→ Written task
Quote the data from the line containing "Excuse me — can you help locate the wrist?" through the line containing "Excuse me — can you help locate the round", inclusive, reproducing each line without change.

→ Material to process
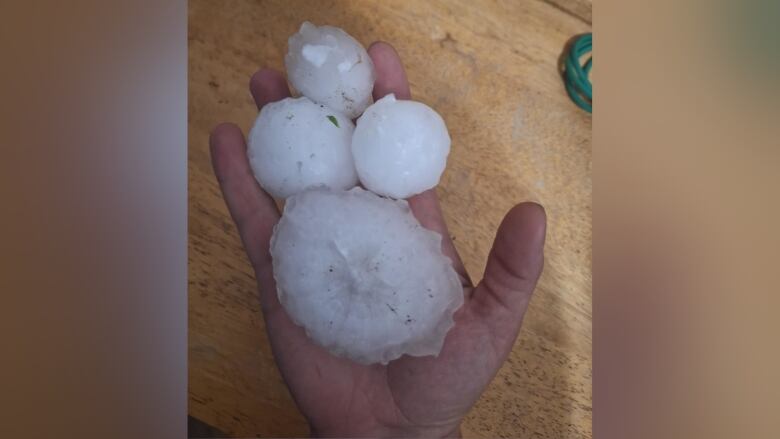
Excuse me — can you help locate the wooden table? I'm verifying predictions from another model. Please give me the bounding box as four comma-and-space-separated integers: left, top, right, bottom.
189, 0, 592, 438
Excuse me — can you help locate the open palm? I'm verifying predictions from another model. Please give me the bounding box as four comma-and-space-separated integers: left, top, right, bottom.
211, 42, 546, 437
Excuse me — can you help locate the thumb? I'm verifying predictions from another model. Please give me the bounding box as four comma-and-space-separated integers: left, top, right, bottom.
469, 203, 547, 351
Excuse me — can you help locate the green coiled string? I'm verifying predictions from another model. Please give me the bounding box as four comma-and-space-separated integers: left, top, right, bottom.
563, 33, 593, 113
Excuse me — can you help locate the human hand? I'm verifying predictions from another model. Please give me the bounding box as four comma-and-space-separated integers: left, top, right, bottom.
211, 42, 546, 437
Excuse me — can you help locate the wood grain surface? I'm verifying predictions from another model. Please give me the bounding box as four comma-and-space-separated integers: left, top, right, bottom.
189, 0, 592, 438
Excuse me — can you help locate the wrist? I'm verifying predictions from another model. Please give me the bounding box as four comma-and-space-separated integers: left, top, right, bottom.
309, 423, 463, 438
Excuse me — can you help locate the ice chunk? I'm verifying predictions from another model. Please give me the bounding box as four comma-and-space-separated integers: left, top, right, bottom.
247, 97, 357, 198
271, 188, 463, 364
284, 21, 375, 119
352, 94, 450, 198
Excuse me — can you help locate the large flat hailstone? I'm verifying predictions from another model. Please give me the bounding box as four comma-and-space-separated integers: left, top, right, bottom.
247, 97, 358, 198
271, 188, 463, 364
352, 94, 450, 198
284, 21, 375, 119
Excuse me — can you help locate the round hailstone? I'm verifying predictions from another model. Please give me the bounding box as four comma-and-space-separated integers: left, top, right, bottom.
* * *
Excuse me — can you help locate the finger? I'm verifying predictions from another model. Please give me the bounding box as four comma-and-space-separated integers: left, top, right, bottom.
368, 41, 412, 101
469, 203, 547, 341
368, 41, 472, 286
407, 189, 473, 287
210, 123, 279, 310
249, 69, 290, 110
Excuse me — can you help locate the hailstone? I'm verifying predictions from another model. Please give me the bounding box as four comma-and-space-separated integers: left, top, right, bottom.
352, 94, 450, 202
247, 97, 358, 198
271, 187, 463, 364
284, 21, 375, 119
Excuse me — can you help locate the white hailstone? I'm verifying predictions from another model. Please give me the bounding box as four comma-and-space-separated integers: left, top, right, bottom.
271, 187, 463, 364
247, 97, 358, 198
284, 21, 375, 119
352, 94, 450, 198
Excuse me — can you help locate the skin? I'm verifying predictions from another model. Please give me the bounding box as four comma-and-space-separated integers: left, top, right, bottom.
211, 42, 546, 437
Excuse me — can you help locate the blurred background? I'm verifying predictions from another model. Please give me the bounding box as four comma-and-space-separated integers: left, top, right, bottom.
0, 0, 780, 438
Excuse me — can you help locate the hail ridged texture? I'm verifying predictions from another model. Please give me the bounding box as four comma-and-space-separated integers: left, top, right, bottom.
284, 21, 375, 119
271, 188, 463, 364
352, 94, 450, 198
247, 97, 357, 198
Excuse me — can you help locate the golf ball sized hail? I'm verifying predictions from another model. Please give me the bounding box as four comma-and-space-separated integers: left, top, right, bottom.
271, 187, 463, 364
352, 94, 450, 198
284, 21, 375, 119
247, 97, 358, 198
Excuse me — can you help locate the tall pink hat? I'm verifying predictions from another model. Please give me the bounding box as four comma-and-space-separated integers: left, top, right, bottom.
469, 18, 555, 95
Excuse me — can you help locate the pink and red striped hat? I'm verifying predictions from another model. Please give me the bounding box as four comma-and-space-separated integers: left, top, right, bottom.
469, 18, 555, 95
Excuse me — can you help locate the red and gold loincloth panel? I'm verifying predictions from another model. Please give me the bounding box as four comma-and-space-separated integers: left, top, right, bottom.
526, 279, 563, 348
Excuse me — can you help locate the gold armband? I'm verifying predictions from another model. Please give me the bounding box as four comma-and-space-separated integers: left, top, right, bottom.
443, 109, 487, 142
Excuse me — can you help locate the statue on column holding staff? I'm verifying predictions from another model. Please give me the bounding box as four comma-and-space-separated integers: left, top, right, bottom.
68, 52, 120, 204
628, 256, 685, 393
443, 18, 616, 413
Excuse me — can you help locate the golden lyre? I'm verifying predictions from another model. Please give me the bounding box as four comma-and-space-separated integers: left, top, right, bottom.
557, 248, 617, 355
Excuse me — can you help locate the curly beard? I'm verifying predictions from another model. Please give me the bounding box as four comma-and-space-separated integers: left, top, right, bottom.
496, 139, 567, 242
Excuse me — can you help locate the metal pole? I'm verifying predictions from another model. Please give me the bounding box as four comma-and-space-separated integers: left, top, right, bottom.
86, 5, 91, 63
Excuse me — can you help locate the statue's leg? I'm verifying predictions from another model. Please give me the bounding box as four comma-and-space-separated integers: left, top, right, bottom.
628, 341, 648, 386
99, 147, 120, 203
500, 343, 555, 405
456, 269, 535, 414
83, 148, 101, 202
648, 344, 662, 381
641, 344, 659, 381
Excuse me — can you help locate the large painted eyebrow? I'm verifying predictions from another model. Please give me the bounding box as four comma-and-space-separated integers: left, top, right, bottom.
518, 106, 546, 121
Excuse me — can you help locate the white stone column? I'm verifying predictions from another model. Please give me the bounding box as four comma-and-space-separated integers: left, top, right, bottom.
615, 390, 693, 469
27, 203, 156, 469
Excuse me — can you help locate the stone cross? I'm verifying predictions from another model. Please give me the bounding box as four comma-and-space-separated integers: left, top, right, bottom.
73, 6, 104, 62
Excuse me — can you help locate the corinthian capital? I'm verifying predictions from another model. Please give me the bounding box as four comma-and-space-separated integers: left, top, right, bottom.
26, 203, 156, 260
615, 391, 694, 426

→ Right answer
Excuse me — can you help locate the wrist? I'm verifying predictions from another model. Please give me the bounding box as four comma-and-space-separated integers: left, top, right, bottom.
309, 423, 463, 438
Excuse me — can you help locate the ice chunk? I'm verifying predictions from another model. Please give me the bounding box as four comma-and-space-separated integers: left, top, right, bottom.
247, 97, 357, 198
271, 188, 463, 364
284, 21, 375, 119
352, 94, 450, 198
Excuse me — can you help locate the large flat hailstone? I'm verifying predictions from another model. Please give me the bounding box as four comma-and-space-separated integers: left, top, right, bottom.
247, 97, 358, 198
271, 188, 463, 364
352, 94, 450, 198
284, 21, 375, 119
Excuse me — can you help locate the round hailstone? I'm verifying predictions from another model. Please give me the bounding box as four comma-and-space-separated integers: left, top, right, bottom.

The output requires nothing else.